**作業内容**
次に示すデータを最初の行から最後の行まで、一字も変えずにそのまま書き写してください。

-------- 抽出データ

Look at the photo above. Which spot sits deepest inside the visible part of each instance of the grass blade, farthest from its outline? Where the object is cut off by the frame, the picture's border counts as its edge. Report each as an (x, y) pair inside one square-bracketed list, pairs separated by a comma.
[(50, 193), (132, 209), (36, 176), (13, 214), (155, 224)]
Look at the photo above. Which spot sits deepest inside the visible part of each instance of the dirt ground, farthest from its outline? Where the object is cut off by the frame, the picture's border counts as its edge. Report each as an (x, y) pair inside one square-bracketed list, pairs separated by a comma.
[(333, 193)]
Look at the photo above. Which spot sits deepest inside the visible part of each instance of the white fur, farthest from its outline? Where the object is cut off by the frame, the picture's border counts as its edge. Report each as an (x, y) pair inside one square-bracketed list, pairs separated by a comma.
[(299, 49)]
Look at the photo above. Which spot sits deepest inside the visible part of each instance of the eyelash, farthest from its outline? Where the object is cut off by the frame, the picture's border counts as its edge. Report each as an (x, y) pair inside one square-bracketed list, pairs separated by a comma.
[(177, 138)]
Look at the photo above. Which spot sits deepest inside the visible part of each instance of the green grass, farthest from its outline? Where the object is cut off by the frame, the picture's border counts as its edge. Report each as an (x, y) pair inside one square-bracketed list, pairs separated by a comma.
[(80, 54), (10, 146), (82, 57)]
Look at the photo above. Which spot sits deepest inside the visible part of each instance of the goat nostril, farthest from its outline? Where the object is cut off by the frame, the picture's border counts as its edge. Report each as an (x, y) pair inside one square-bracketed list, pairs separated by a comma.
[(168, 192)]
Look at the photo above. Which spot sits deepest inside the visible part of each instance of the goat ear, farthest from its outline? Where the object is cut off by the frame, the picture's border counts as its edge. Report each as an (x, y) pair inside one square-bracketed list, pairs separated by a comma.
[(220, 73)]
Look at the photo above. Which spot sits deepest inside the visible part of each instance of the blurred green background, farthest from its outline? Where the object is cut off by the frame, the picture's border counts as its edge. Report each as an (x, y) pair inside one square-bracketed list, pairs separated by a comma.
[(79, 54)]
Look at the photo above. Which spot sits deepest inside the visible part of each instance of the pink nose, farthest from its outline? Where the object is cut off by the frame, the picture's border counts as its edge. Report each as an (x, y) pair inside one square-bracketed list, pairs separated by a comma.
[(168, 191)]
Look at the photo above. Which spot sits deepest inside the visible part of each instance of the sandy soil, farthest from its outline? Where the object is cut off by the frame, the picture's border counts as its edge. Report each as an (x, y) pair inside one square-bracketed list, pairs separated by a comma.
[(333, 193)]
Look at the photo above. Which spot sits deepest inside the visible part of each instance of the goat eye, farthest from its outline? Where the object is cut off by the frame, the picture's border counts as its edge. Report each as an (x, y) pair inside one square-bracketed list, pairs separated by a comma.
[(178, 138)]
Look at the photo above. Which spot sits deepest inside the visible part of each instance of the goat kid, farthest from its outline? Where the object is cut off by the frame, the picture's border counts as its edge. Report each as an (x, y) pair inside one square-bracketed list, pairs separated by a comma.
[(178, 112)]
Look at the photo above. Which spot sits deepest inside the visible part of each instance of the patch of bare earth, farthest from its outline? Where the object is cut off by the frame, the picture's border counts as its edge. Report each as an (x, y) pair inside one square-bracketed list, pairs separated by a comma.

----------------

**実行結果**
Look at the photo above. Which spot sits deepest inside the visible part of each instance of the grass blade, farthest from its outline? Where the object is cut off by the frame, the picture's border counts as its edge. Report each as an (x, y) pair inside one square-bracketed list, pairs separated by a comma.
[(50, 193), (132, 209), (36, 176), (13, 214), (155, 224)]
Look at the photo above. Which spot sits deepest inside the visible part of each instance of the dirt ground, farthest from its outline? Where the object is cut off by the frame, the picture's border counts as its edge. Report each as an (x, y) pair inside one square-bracketed list, pairs separated by a comma.
[(333, 193)]
Look at the photo above. Which spot sits deepest inside the visible part of each instance of the white fur, farthest from its outline? Where the object is cut off by the frame, the picture's border counts as its edge. Report each as an (x, y) pair inside one square-bracketed list, pairs separated by a comma.
[(299, 49)]
Look at the photo above. Which spot sits deepest inside the visible part of each instance of the eyelash, farthest from its outline? Where the object is cut off by the frame, the picture's border counts as its edge. Report each as an (x, y) pair inside one square-bracketed list, pairs separated by a comma.
[(177, 138)]
Look at the photo above. Which spot sits deepest inside the visible part of each instance of the green grass, farthest from its outline? Where the object is cut off by the frame, the picture's border counts as its edge. Report each as an (x, y) pair inside one square-bracketed list, pairs separated by a comma.
[(80, 54), (10, 146), (82, 57)]
Look at the photo above. Which spot sits deepest inside the visible part of each instance of the goat nostril, farthest from its outline? Where the object is cut off by the frame, the picture's border counts as its edge. Report each as an (x, y) pair inside one square-bracketed list, pairs separated by a comma.
[(168, 192)]
Look at the photo above. Which spot sits deepest inside the visible part of each instance of the goat ear, farthest from its outline? Where the object is cut off by the frame, the picture's border counts as its edge. Report each as an (x, y) pair inside one square-bracketed list, pairs separated by a comma.
[(220, 73)]
Look at the photo above. Which spot sits deepest inside the visible part of each instance of the blurred green background, farthest from its outline? Where the object is cut off by the frame, the picture's border counts as its edge. Report each as an (x, y) pair inside one square-bracketed list, pairs separated by a comma.
[(79, 54)]
Look at the photo above. Which spot sits deepest inside the visible part of each instance of the pink nose, farthest from its outline? Where the object is cut off by the frame, the picture's border counts as its edge. Report each as an (x, y) pair inside one square-bracketed list, pairs separated by a comma.
[(168, 191)]
Look at the photo above. Which spot sits deepest inside the visible part of each instance of the sandy soil, farthest from its outline? Where the object is cut off by the frame, the picture's border counts as its edge. Report each as an (x, y) pair inside one square-bracketed list, pairs separated by a comma.
[(333, 193)]
Look at the photo above. Which spot sits deepest inside the visible part of each instance of the goat eye, farthest from its outline? Where the object is cut off by the frame, the picture's border counts as its edge. Report each as an (x, y) pair inside one square-bracketed list, pairs separated by a comma.
[(178, 138)]
Look at the photo above. Which spot sits deepest inside the visible part of each instance of the goat kid, farthest from its outline? Where the object is cut off by the frame, the picture's border counts as its edge. Report each as an (x, y) pair inside one square-bracketed list, pairs separated by a comma.
[(178, 112)]
Look at the photo above. Which spot sits deepest inside the visible part of each instance of the patch of bare earth, farthest from its outline? Where the object is cut off by the frame, the picture's border counts as its edge. Report each as an (x, y) pair inside one square-bracketed list, pairs separated by a comma.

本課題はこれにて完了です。